Bounding box annotation rows:

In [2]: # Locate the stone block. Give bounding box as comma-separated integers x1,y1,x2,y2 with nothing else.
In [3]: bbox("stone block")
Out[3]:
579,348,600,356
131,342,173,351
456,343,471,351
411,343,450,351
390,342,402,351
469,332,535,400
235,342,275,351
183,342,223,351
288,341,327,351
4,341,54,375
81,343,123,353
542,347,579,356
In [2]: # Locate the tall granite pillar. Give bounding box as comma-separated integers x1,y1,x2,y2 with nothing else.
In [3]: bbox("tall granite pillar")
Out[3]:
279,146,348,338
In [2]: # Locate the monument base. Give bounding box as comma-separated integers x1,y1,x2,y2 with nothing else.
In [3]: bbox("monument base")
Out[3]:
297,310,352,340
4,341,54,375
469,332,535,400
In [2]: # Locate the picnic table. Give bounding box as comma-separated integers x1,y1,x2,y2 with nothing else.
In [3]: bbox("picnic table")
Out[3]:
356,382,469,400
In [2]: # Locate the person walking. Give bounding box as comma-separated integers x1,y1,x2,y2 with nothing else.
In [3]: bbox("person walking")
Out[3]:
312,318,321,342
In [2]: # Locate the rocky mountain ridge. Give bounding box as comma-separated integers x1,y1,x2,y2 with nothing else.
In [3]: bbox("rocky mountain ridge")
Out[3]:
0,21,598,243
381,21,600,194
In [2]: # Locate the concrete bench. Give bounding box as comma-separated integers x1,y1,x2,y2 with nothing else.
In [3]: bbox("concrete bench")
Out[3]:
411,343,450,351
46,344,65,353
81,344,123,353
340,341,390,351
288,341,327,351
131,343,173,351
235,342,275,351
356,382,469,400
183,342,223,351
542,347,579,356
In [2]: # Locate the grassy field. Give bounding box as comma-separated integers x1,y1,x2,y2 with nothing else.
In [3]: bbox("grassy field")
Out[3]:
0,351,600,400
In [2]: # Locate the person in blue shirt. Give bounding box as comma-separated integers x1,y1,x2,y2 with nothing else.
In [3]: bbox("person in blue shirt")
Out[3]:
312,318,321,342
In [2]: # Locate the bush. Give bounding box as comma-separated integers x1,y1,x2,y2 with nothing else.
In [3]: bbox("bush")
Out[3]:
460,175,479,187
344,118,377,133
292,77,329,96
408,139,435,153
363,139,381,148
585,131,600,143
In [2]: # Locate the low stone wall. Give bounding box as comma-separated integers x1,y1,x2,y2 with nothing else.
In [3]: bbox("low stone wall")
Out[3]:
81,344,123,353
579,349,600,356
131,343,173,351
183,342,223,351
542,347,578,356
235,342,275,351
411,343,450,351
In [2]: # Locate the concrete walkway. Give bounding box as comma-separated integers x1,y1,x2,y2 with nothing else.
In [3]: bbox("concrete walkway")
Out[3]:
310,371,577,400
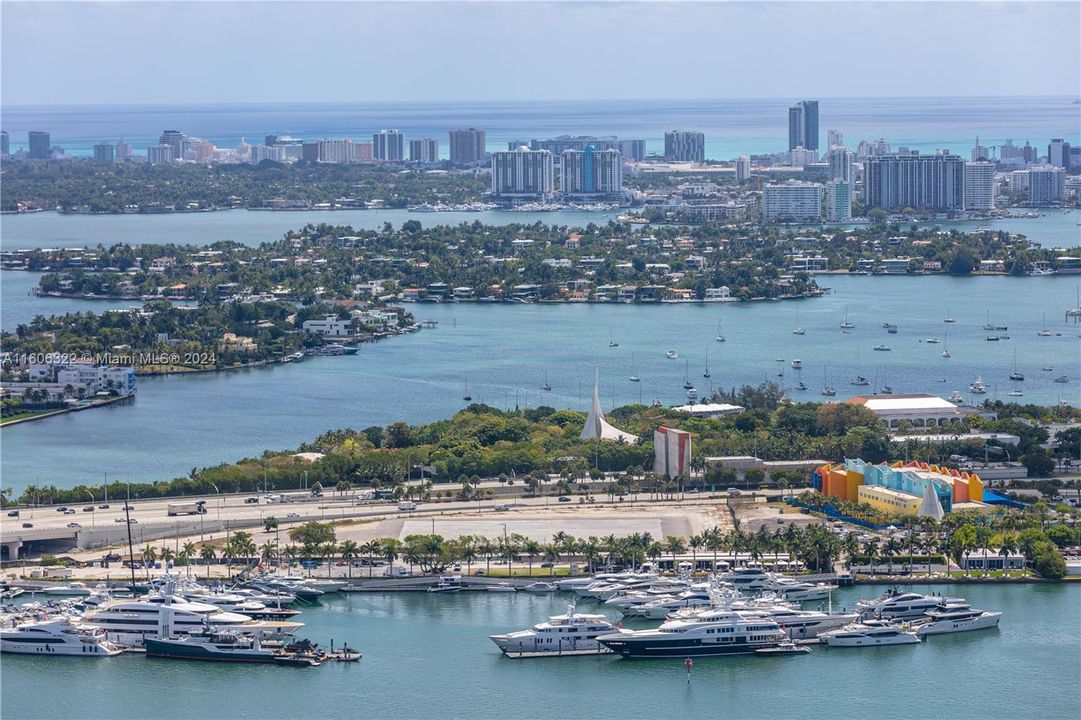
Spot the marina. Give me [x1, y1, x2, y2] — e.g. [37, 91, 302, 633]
[0, 584, 1081, 719]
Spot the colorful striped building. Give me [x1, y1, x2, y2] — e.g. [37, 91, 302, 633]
[813, 458, 988, 515]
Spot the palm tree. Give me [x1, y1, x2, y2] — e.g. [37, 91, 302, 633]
[338, 541, 361, 579]
[199, 545, 217, 579]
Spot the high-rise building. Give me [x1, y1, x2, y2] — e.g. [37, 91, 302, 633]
[492, 146, 556, 199]
[735, 155, 750, 183]
[372, 130, 405, 162]
[316, 137, 352, 163]
[827, 145, 855, 183]
[248, 145, 285, 165]
[864, 151, 964, 211]
[146, 145, 176, 165]
[352, 143, 375, 162]
[28, 130, 53, 160]
[158, 130, 186, 160]
[409, 137, 439, 162]
[826, 181, 852, 223]
[788, 101, 818, 150]
[451, 128, 484, 165]
[665, 130, 706, 162]
[964, 160, 995, 210]
[1028, 165, 1066, 205]
[94, 141, 115, 163]
[559, 145, 623, 195]
[762, 181, 823, 221]
[1047, 137, 1070, 169]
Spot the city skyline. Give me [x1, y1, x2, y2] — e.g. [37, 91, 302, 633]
[2, 2, 1081, 106]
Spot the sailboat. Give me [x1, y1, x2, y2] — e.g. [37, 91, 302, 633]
[1010, 350, 1025, 381]
[1036, 312, 1054, 337]
[841, 305, 855, 330]
[792, 310, 808, 335]
[822, 365, 837, 398]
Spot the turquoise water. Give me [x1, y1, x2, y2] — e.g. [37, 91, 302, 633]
[2, 96, 1081, 160]
[0, 584, 1081, 720]
[0, 274, 1081, 493]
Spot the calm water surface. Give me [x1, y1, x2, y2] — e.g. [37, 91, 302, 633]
[0, 584, 1081, 720]
[0, 274, 1081, 492]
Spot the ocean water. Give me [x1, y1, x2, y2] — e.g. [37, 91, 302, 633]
[0, 583, 1081, 720]
[0, 97, 1081, 160]
[0, 272, 1081, 494]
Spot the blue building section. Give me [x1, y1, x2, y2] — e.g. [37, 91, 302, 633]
[844, 459, 953, 512]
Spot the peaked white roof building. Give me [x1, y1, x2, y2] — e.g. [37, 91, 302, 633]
[916, 482, 946, 521]
[579, 371, 638, 442]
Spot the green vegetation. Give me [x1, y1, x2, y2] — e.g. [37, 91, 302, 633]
[0, 160, 488, 213]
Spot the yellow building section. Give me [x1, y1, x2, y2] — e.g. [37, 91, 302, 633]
[856, 485, 923, 515]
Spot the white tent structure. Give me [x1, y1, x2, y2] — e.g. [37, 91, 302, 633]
[579, 371, 638, 442]
[916, 481, 946, 522]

*WRITTEN INSTRUCTION*. Turn the lines from the one containing "In [2]: # Locate the bush." to the one containing "[199, 545, 217, 579]", both included, into a numbered list, skipping any blank lines. Leave the pictures out of the list.

*IN RESPONSE*.
1. In [2]: # Locate the bush. Give bounding box as comma-separated integers x1,y1,x2,y2 with nothing else.
2. In [3]: bbox("bush")
3. Out[3]:
4. 460,175,479,187
5. 344,118,377,133
6. 292,77,329,96
7. 408,139,435,153
8. 363,139,381,148
9. 585,131,600,143
10. In [2]: # Locate the low stone wall. Give bounding box as comma-separated integers x1,y1,x2,y2 with nothing else.
11. In [3]: bbox("low stone wall")
12. Out[3]:
13. 81,344,123,353
14. 579,349,600,356
15. 131,343,173,351
16. 183,342,223,351
17. 542,347,578,356
18. 235,342,275,351
19. 411,343,450,351
20. In [2]: # Locate the concrete walkway. Give bounding box as comma-separated integers x1,y1,x2,y2 with nothing else.
21. In [3]: bbox("concrete walkway")
22. Out[3]:
23. 310,371,577,400
24. Spot the marina. Give me [x1, y1, x2, y2] — e.g. [37, 91, 302, 633]
25. [0, 584, 1081, 719]
26. Spot the colorful striped building. Give me [x1, y1, x2, y2] — e.g. [37, 91, 302, 633]
27. [813, 458, 988, 515]
28. Spot the palm tree. Give me [x1, y1, x2, y2] — e.g. [37, 91, 302, 633]
29. [338, 541, 361, 579]
30. [199, 545, 217, 579]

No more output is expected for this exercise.